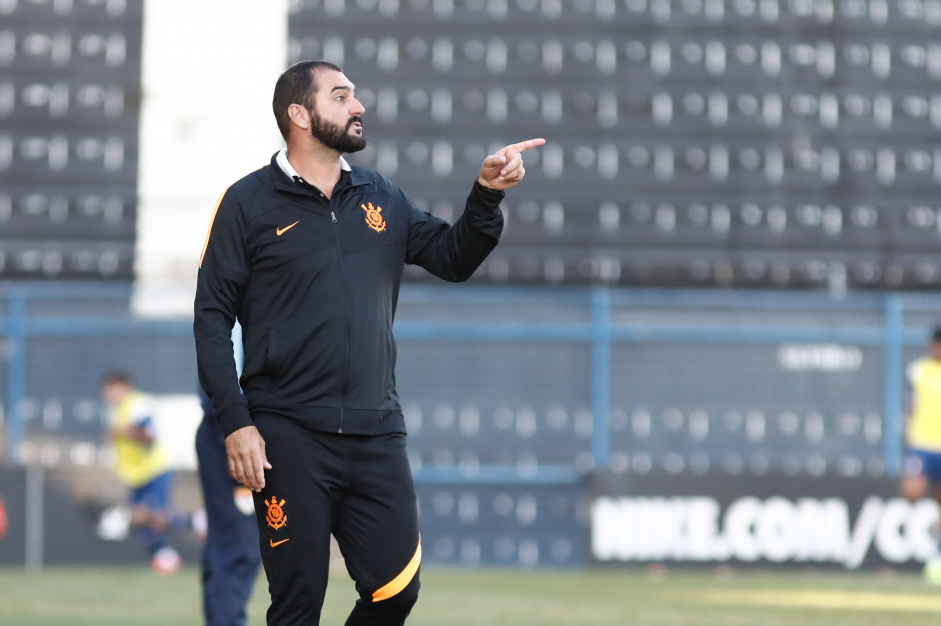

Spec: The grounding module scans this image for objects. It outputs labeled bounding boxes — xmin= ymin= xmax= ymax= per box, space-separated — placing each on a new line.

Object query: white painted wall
xmin=133 ymin=0 xmax=288 ymax=316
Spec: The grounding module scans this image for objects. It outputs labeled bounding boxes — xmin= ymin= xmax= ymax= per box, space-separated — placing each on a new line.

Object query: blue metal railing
xmin=0 ymin=284 xmax=941 ymax=476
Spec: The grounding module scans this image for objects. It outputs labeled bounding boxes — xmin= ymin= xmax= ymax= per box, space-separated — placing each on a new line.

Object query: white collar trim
xmin=276 ymin=148 xmax=353 ymax=180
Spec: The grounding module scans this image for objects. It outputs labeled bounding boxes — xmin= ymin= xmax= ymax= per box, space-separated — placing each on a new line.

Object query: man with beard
xmin=194 ymin=61 xmax=545 ymax=626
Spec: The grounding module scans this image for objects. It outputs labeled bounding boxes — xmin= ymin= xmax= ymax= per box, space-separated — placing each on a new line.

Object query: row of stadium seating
xmin=288 ymin=34 xmax=941 ymax=83
xmin=0 ymin=0 xmax=134 ymax=18
xmin=352 ymin=141 xmax=941 ymax=191
xmin=0 ymin=130 xmax=130 ymax=178
xmin=0 ymin=78 xmax=127 ymax=120
xmin=290 ymin=0 xmax=941 ymax=28
xmin=0 ymin=29 xmax=139 ymax=69
xmin=0 ymin=240 xmax=134 ymax=280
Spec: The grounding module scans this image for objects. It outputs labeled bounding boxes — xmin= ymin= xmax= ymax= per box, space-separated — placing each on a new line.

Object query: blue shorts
xmin=131 ymin=472 xmax=173 ymax=511
xmin=902 ymin=448 xmax=941 ymax=484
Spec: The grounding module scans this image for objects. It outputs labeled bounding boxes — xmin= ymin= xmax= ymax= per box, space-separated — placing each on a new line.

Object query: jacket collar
xmin=270 ymin=148 xmax=372 ymax=193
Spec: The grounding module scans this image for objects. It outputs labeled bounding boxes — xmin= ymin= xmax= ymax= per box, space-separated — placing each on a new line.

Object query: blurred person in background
xmin=196 ymin=388 xmax=261 ymax=626
xmin=901 ymin=326 xmax=941 ymax=585
xmin=101 ymin=372 xmax=188 ymax=574
xmin=196 ymin=324 xmax=261 ymax=626
xmin=193 ymin=61 xmax=545 ymax=626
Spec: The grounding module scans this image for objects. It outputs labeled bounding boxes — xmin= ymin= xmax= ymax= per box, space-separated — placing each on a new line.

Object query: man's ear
xmin=288 ymin=104 xmax=310 ymax=130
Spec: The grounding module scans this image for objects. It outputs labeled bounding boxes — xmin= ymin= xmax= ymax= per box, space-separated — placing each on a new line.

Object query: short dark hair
xmin=271 ymin=59 xmax=343 ymax=141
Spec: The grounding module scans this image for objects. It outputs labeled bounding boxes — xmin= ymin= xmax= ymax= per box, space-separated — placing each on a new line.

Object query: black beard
xmin=310 ymin=111 xmax=366 ymax=153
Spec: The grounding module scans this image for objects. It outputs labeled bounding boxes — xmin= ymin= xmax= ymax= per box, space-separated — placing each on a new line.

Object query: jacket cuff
xmin=219 ymin=404 xmax=254 ymax=437
xmin=471 ymin=179 xmax=506 ymax=211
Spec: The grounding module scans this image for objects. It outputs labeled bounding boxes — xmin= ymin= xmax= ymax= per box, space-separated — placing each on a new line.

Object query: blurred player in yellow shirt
xmin=901 ymin=327 xmax=941 ymax=585
xmin=101 ymin=373 xmax=182 ymax=574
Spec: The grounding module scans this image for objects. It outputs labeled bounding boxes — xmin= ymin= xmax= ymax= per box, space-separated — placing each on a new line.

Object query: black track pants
xmin=254 ymin=414 xmax=421 ymax=626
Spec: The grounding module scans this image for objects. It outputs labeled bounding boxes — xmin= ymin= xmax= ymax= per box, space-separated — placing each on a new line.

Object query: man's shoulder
xmin=350 ymin=165 xmax=399 ymax=191
xmin=226 ymin=164 xmax=271 ymax=197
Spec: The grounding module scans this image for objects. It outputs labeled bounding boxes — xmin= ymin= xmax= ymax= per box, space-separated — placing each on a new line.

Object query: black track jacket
xmin=193 ymin=155 xmax=504 ymax=436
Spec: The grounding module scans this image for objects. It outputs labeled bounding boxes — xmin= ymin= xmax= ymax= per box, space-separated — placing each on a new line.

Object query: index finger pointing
xmin=507 ymin=137 xmax=546 ymax=152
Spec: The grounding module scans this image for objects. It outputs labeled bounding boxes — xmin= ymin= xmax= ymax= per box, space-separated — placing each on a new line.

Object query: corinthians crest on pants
xmin=265 ymin=496 xmax=288 ymax=530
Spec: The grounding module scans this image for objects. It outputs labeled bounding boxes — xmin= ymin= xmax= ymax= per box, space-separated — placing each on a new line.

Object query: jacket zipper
xmin=330 ymin=207 xmax=353 ymax=434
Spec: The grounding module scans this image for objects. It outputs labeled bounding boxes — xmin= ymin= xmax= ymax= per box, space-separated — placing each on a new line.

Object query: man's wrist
xmin=474 ymin=176 xmax=506 ymax=197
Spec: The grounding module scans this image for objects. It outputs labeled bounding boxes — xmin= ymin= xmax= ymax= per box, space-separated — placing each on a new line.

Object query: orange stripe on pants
xmin=372 ymin=536 xmax=421 ymax=602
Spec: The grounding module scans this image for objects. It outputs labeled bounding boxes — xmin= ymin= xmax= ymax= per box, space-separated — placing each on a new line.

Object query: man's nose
xmin=350 ymin=98 xmax=366 ymax=115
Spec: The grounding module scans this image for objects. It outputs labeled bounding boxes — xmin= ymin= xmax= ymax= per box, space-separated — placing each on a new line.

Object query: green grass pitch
xmin=0 ymin=568 xmax=941 ymax=626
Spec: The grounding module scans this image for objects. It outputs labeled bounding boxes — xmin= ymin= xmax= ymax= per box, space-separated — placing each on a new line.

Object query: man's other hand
xmin=225 ymin=426 xmax=271 ymax=491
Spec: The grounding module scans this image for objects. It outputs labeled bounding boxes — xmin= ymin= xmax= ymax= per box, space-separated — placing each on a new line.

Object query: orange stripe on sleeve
xmin=372 ymin=536 xmax=421 ymax=602
xmin=199 ymin=188 xmax=229 ymax=267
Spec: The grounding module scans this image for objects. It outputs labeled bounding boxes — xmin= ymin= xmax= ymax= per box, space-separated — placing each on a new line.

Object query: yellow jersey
xmin=907 ymin=356 xmax=941 ymax=452
xmin=111 ymin=391 xmax=169 ymax=488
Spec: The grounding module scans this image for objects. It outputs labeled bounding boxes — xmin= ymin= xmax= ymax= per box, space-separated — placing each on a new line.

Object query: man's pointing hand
xmin=477 ymin=138 xmax=546 ymax=191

** Exercise **
Report the count of lines in the material above that contain the string "orange". Reply with the number only.

** Result of the task **
2